* **Direction**: Set out the lines below as a numbered list, leaving out any blank lines.

↓

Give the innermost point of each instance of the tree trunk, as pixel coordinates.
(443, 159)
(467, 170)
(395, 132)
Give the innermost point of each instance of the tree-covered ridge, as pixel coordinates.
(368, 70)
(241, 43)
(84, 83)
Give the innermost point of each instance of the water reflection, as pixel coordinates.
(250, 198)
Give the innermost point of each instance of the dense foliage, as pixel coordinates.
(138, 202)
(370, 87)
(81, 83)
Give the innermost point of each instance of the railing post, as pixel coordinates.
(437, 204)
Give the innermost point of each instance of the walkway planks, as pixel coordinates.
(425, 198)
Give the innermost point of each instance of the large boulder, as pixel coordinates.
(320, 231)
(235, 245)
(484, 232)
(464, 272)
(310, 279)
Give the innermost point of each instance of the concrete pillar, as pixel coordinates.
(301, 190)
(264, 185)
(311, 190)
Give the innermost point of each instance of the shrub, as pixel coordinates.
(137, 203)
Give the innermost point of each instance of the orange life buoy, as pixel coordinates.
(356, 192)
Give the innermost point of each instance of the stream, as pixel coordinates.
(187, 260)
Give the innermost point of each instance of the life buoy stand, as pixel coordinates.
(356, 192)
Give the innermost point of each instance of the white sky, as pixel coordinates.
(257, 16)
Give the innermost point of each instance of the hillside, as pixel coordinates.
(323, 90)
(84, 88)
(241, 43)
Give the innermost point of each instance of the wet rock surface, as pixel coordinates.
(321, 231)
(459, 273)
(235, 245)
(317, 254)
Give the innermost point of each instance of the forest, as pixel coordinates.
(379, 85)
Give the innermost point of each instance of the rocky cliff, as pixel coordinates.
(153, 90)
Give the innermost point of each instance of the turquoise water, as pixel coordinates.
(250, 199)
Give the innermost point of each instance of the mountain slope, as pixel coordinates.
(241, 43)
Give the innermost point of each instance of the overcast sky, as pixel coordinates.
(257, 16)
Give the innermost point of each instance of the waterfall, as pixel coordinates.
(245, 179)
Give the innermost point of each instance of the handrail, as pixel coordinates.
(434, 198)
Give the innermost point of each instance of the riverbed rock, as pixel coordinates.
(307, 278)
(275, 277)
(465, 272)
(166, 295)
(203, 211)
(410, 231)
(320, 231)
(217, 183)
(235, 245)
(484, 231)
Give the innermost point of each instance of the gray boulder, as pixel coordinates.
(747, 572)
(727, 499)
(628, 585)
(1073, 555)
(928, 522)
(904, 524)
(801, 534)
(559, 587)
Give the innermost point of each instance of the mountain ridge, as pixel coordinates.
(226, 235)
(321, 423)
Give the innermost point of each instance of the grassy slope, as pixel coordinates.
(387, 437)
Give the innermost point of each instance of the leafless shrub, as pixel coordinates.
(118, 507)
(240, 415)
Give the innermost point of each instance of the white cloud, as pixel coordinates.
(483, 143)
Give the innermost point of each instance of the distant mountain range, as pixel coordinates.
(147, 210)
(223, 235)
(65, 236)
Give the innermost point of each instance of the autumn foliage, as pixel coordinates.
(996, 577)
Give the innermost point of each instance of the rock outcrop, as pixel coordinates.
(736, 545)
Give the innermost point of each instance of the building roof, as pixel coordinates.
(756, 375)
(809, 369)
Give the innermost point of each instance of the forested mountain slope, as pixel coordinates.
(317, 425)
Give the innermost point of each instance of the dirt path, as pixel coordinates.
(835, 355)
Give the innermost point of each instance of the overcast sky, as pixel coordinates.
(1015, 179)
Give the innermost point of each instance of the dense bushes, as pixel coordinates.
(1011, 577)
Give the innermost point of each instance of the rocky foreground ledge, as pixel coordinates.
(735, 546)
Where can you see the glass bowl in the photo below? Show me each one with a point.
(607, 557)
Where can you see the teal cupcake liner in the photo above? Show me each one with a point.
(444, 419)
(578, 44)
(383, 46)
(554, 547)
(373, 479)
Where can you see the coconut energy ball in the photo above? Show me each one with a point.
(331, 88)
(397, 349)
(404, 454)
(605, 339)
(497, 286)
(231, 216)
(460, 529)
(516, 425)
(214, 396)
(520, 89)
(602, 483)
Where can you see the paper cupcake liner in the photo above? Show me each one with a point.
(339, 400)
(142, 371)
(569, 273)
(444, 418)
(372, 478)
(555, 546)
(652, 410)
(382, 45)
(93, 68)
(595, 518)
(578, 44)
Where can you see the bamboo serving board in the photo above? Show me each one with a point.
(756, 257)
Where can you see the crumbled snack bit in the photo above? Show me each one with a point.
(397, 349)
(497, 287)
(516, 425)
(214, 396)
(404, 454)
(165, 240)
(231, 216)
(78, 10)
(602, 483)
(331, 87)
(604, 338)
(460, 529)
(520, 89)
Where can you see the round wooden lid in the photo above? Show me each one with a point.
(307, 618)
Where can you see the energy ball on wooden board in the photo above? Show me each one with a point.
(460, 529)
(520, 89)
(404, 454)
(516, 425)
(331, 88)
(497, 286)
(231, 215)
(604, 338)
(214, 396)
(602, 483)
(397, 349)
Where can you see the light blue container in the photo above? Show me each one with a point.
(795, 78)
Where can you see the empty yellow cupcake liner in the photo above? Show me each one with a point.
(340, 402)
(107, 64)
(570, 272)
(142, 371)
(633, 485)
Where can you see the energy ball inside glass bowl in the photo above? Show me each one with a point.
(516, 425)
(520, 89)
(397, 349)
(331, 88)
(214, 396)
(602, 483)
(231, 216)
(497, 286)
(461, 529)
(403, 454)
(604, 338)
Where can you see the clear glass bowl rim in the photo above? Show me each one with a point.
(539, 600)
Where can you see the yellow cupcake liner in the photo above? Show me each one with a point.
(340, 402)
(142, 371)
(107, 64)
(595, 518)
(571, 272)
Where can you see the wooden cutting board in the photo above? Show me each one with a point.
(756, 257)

↑

* **Reply**:
1. Give the innermost point of each instance of the tree trunk, as pixel coordinates.
2. (443, 159)
3. (467, 170)
4. (395, 132)
5. Give the innermost point of each instance of the tree-covered ridge, as pixel coordinates.
6. (368, 70)
7. (241, 43)
8. (84, 83)
9. Give the innermost point of each instance of the water reflection, as pixel coordinates.
10. (250, 198)
11. Give the innermost point of each instance of the dense foliage, as pixel coordinates.
12. (138, 202)
13. (370, 87)
14. (81, 83)
15. Give the innermost point of each instance of the railing post, as pixel coordinates.
16. (437, 204)
17. Give the innermost point of each instance of the walkway planks, as pixel coordinates.
18. (425, 198)
19. Give the innermost point of each instance of the large boulder, as pixel coordinates.
20. (320, 231)
21. (235, 245)
22. (484, 232)
23. (464, 272)
24. (310, 279)
25. Give the innermost point of each instance of the concrete pillar, as pixel coordinates.
26. (301, 190)
27. (264, 185)
28. (311, 190)
29. Give the innermost point of each instance of the shrub, as pixel coordinates.
30. (137, 203)
31. Give the innermost point of each instance of the orange life buoy, as pixel coordinates.
32. (356, 192)
33. Give the innermost point of each instance of the stream, as pixel coordinates.
34. (187, 260)
35. Give the innermost point of each instance of the life buoy stand, as pixel coordinates.
36. (356, 192)
37. Give the innermost point of each instance of the white sky, as pixel coordinates.
38. (257, 16)
39. Give the innermost point of each instance of the hillside, as pixel coordinates.
40. (323, 90)
41. (84, 88)
42. (241, 43)
43. Give the innermost point of each instance of the wet rock surface, as pixel coordinates.
44. (321, 231)
45. (459, 273)
46. (235, 245)
47. (317, 254)
48. Give the innermost point of each instance of the forest, as pixel coordinates.
49. (379, 85)
50. Give the innermost point of each instance of the rocky cliff, as pixel coordinates.
51. (153, 90)
52. Give the innermost point of each instance of the turquoise water, as pixel coordinates.
53. (250, 199)
54. Give the innermost point of each instance of the mountain slope, as pixel coordinates.
55. (241, 43)
56. Give the innermost point of each instance of the overcast sky, as pixel coordinates.
57. (257, 16)
58. Give the innermost point of each instance of the waterfall, as pixel coordinates.
59. (245, 179)
60. Give the innermost point of each instance of the handrail, as pixel coordinates.
61. (434, 198)
62. Give the innermost point of each instance of the riverbed rock, as pixel coordinates.
63. (307, 278)
64. (275, 277)
65. (465, 272)
66. (166, 295)
67. (203, 211)
68. (410, 231)
69. (320, 231)
70. (217, 183)
71. (235, 245)
72. (484, 231)
73. Give the innermost point of each instance of the gray boulder, as pixel coordinates.
74. (747, 572)
75. (727, 499)
76. (628, 585)
77. (1073, 555)
78. (928, 522)
79. (904, 524)
80. (801, 534)
81. (559, 587)
82. Give the innermost point of each instance of the mountain ridge, as pixel coordinates.
83. (226, 235)
84. (321, 423)
85. Give the innermost point of each instance of the grassy slope, as pixel coordinates.
86. (387, 437)
87. Give the innermost point of each instance of the leafless shrub, as pixel coordinates.
88. (118, 507)
89. (240, 415)
90. Give the innermost point of each instance of the white cloud, as pixel coordinates.
91. (483, 143)
92. Give the innermost point of each instance of the distant mountain range, as pixel coordinates.
93. (147, 210)
94. (223, 235)
95. (65, 236)
96. Give the innermost point of each instance of the autumn foliage, as pixel coordinates.
97. (996, 577)
98. Give the innermost point of each instance of the rock outcrop, as pixel coordinates.
99. (736, 545)
100. Give the innermost point of each instance of the building roof, as pixel coordinates.
101. (756, 375)
102. (809, 369)
103. Give the innermost point of each instance of the forested mountain slope, as pixel coordinates.
104. (317, 425)
105. Give the innermost point of each instance of the dirt path, as pixel coordinates.
106. (835, 355)
107. Give the innermost point of each instance of the overcast sky, as pixel coordinates.
108. (1015, 179)
109. Give the innermost point of each instance of the dense bushes, as pixel coordinates.
110. (1011, 577)
111. Give the innermost point of each instance of the rocky foreground ledge, as pixel coordinates.
112. (735, 546)
113. Where can you see the glass bowl in the photo below? Show me each one with a point.
114. (607, 557)
115. Where can you see the teal cupcake liner in the photo above? Show me each one with a point.
116. (444, 419)
117. (578, 44)
118. (383, 46)
119. (554, 547)
120. (373, 479)
121. Where can you see the coconut energy ball in the photo above? Show me each one with a point.
122. (331, 88)
123. (397, 349)
124. (404, 454)
125. (605, 339)
126. (497, 286)
127. (231, 216)
128. (460, 529)
129. (516, 425)
130. (214, 396)
131. (520, 89)
132. (602, 483)
133. Where can you see the paper cupcake liner in the photo above? Show me each one with a point.
134. (339, 400)
135. (142, 371)
136. (569, 273)
137. (444, 418)
138. (372, 478)
139. (555, 546)
140. (652, 410)
141. (382, 45)
142. (93, 68)
143. (595, 518)
144. (578, 44)
145. Where can you see the bamboo serving board in the photo above? Show me each one with a point.
146. (756, 257)
147. Where can you see the crumbled snack bit in the photo above? Show me each one with a point.
148. (397, 349)
149. (497, 287)
150. (516, 425)
151. (214, 396)
152. (404, 454)
153. (165, 240)
154. (231, 216)
155. (78, 10)
156. (602, 483)
157. (331, 87)
158. (604, 338)
159. (460, 529)
160. (520, 89)
161. Where can you see the round wooden lid in the photo above? Show me each one with a point.
162. (307, 618)
163. Where can you see the energy ball on wooden board in the photo above? Show me each one with a point.
164. (460, 529)
165. (520, 89)
166. (404, 454)
167. (516, 425)
168. (331, 88)
169. (497, 286)
170. (231, 215)
171. (604, 338)
172. (214, 396)
173. (602, 483)
174. (397, 349)
175. Where can you see the light blue container in the photo above? Show me each one with a point.
176. (795, 78)
177. Where can you see the empty yellow cupcake liner in the photo above? Show me each one with a point.
178. (340, 402)
179. (107, 64)
180. (570, 272)
181. (142, 371)
182. (633, 485)
183. Where can you see the energy ball inside glass bowl in the photo above? Show me each one with a point.
184. (516, 425)
185. (520, 89)
186. (397, 349)
187. (331, 88)
188. (214, 396)
189. (602, 483)
190. (231, 216)
191. (497, 286)
192. (461, 529)
193. (403, 454)
194. (604, 338)
195. Where can you see the clear glass bowl rim in the photo above? Show me each one with a point.
196. (539, 600)
197. Where can you see the yellow cupcake liner in the photo above? Show me each one with a point.
198. (340, 402)
199. (142, 371)
200. (107, 64)
201. (595, 518)
202. (571, 272)
203. Where can you see the wooden cutting board in the photo above? Show me each one with a point.
204. (756, 257)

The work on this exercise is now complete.